--- PASSAGE TO READ ---
--- BEGIN ---
HELENA: Come on, Sergey. There's plenty of time to chat with the boys.
Your father has been so looking forward to this.
SERGEY: Yes, I want to see everything. The whole ship. At home I have
all the specs and diagrams of the Galaxy-class starships.
WORF: We are in the midst of a repair. I cannot give you a complete
tour.
SERGEY: I'm sure if you asked the Captain
HELENA: You agreed not to embarrass him. Besides, we have come to see
Worf, not the ship.
SERGEY: Fine. Fine. Okay.
HELENA: Your hair's a little longer, isn't it, Worf?
[Road]
(Picard walks down a tree lined road in the
sunlight and breeze)
PICARD: All right, whoever you are, I can hear you.
(A boy comes out from behind the bushes)
PICARD: Oh, good lord, a highwayman.
RENE: A what?
--- END ---
--- Data extracted from a collection ---
--- BEGIN ---
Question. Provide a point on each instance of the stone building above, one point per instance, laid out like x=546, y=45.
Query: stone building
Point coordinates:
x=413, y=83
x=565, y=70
--- END ---
--- INSTRUCTIONS ---
a) In the script excerpt, rewrite everything from "SERGEY: Yes, I" down to "behind the bushes)", replacing "Captain" with "Commander".
b) Answer these questions using the script excerpt:
(i) Sergey has specs and diagrams for which class of starships?
(ii) What does Worf say is going on that keeps him from giving a complete tour?
(iii) What does Picard call the boy who comes out from behind the bushes?
c) Extend the script excerpt beyond its final line.

--- ANSWERS FOR THIS EXERCISE ---
a)
SERGEY: Yes, I want to see everything. The whole ship. At home I have
all the specs and diagrams of the Galaxy-class starships.
WORF: We are in the midst of a repair. I cannot give you a complete
tour.
SERGEY: I'm sure if you asked the Commander
HELENA: You agreed not to embarrass him. Besides, we have come to see
Worf, not the ship.
SERGEY: Fine. Fine. Okay.
HELENA: Your hair's a little longer, isn't it, Worf?
[Road]
(Picard walks down a tree lined road in the
sunlight and breeze)
PICARD: All right, whoever you are, I can hear you.
(A boy comes out from behind the bushes)

b)
(i) Galaxy-class starships.
(ii) They are in the midst of a repair.
(iii) A highwayman.

c)
PICARD: A highwayman. It's a robber who attacks travellers, but none
have been reported in this vicinity for centuries.
RENE: But I'm not a robber.
PICARD: I am much relieved, sir.
(They walk together)
RENE: I know who you are.
PICARD: Then, you have the advantage.
RENE: You're my nephew, Jean-Luc. From the starship Enterprise.
PICARD: Then you must be my uncle Rene.
RENE: I'm not your uncle. It's the other way around.
PICARD: Too bad. I rather enjoyed the idea.
RENE: Why have you been away so long?
PICARD: Well, Starfleet keeps me very busy.
RENE: Father says you don't like it here.
PICARD: I'm sure you misunderstood.
RENE: No, I didn't. He said so.
PICARD: Well, Robert and I, we. Perhaps it's time to change all that.
RENE: You know, you don't seem so arrow. Arrow. You know.
PICARD: Arrogant?
RENE: Yes, arrogant. You don't seem that way to me. What does it mean
anyway, arrogant son of a
PICARD: Let's talk about that later, shall we?
(Rene runs into a courtyard. There are big oak casks in an arcade)
RENE: Mummy! He's here! Mummy, he's here!
MARIE: Jean-Luc!
PICARD: Marie.
MARIE: It is so good to finally meet you.
PICARD: For me, too.
MARIE: How are you feeling?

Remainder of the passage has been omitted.